PROBLEM DESCRIPTION >> Carry on with the blog text on internet radio and an AC/DC book, starting right after its final sentence.

QUOTED PASSAGE >>
####
I go through phases with internet radio and I am back in one now. It has been going on for a few months and was instigated by me finally integrating a PC into my home stereo system. All of my music is served off of drives and pumped through my Rotel-based system and streaming radio was the next logical step.
Reciva is a portal, or directory, which "...contains 9050 stations (and 21242 on-demand streams) in 266 locations and 60 genres."
In other words, it is a guide to streaming radio spanning the globe.
I came across it in an article in
The Atlantic Monthly called
Radio Free Everywhere (which itself is a tribute to streaming radio).
So with music available from around the globe at our fingertips...from your local college station to broadcasts from Africa and beyond...any suggestions? The more freeform or eccentric the better.
Lemme know. Thanks.

OK, so I had to read this book for work but I am glad I did. I have dug AC/DC for 25 years or more at this point. This book is fairly uncritical in terms of how it deals with the band members and the music, but what it lacks in objectivity is made up for in the access the authors had to the band and the many people around it over the years. Reading about Bon Scott alone makes you realize that the guy could never have been anything other than a rock god!
####
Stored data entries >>
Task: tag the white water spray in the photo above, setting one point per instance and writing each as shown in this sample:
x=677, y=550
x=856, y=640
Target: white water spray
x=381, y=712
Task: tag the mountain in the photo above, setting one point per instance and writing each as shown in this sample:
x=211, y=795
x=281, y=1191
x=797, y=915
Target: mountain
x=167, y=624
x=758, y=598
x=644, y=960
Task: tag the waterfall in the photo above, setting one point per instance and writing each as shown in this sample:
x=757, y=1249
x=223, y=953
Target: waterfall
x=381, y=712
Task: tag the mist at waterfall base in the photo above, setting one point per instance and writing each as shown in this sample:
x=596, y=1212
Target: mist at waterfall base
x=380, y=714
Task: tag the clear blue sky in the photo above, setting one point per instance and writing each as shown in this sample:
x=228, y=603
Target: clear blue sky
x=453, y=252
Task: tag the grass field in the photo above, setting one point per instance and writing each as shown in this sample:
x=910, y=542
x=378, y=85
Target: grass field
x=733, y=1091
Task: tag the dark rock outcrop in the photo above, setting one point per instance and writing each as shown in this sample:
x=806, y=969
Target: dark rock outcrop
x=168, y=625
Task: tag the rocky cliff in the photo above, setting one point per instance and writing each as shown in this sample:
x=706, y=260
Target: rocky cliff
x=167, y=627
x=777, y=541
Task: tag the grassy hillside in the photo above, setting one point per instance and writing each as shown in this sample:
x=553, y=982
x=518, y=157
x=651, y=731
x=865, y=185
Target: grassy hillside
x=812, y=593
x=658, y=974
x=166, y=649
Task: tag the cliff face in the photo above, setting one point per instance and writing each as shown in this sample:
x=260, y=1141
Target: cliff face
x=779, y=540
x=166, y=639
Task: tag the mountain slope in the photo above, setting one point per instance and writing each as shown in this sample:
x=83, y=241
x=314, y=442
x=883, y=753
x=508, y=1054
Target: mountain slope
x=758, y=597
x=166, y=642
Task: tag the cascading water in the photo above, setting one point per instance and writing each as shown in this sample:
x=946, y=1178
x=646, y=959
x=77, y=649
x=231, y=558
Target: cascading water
####
THE REPLY >>
488 pages of AC/DC is probably more than the casual fan needs but if you want to appreciate where they fit in along the rock and roll continuum (think Chuck Berry, Rolling Stones, AC/DC and you're on the right track) its worth picking up and spending some time with...

I have avoided posting about the Led Zeppelin reunion since the hubbub began. There has been so much written, what could I add?
I read a piece by Sasha Frere-Jones today in the New Yorker that has promtped me to comment.
I had to turn down two different offers of tickets to the reunion show in London. If you have been reading my blog for a while you know that earlier this fall I had a family emergency which kept me offline for pretty much the entire month of October. The fallout from that lingers and I could not with clear conscience justify the trip, though I did play it out in my head several different ways...As Frere-Jones said in the aforementioned piece, "My affection for Led Zeppelin is limitless and somewhat irrational".
So I missed it. I spent the afternoon of the show (I am in Brooklyn), watching the setlist get updated in real time, getting texts from friends at the show, and by the next morning watched some amazing YouTube clips. Then I moved on.
As much as I would like to see them, I can't shake a few things: at their peak they were remarkably inconsistent (have you listened to the boots? Yikes...); Page...if he's clean and committed he's unstoppable, if he's not, well I saw The Firm and all I can say is, "double yikes"; The Cream shows at Madison Square Garden...A lot of fun but NOT Cream - and that was with the original members.
I know this Zep show was different, what I saw myself and what people whose opinions I trust tell me is plenty for me to believe, but still....Plant's recent comment, quoted in the New Yorker piece about reuniting for "one last great show" gave the whole thing a sense of purpose and import that a full-blown reunion tour would diminish.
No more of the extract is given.